### WHAT TO WORK ON
Return each line of the records with nothing changed, pictures excepted.

........

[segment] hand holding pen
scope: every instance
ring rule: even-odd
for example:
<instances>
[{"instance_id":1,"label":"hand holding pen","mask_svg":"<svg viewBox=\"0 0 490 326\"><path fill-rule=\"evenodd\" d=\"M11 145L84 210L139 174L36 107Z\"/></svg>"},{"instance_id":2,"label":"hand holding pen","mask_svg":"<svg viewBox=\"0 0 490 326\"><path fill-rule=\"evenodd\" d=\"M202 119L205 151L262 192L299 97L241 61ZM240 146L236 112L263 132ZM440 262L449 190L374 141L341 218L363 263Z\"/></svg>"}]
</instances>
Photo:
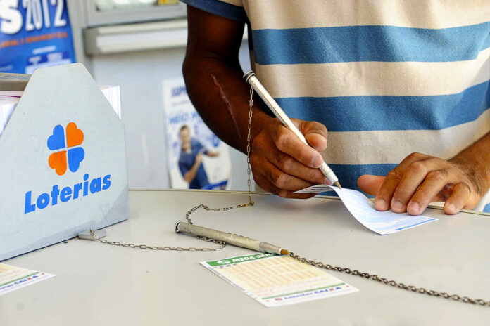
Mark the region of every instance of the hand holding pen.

........

### SOLUTION FOR THIS PROBLEM
[segment] hand holding pen
scope: every instance
ring rule: even-odd
for example:
<instances>
[{"instance_id":1,"label":"hand holding pen","mask_svg":"<svg viewBox=\"0 0 490 326\"><path fill-rule=\"evenodd\" d=\"M11 145L84 210L139 174L36 107Z\"/></svg>"},{"instance_id":2,"label":"hand holding pen","mask_svg":"<svg viewBox=\"0 0 490 326\"><path fill-rule=\"evenodd\" d=\"M202 119L205 151L262 192L299 97L241 61ZM240 146L236 112L263 132ZM440 262L449 190L374 141L341 218L363 263Z\"/></svg>"}]
</instances>
Photo:
Mark the region of every instance of the hand holding pen.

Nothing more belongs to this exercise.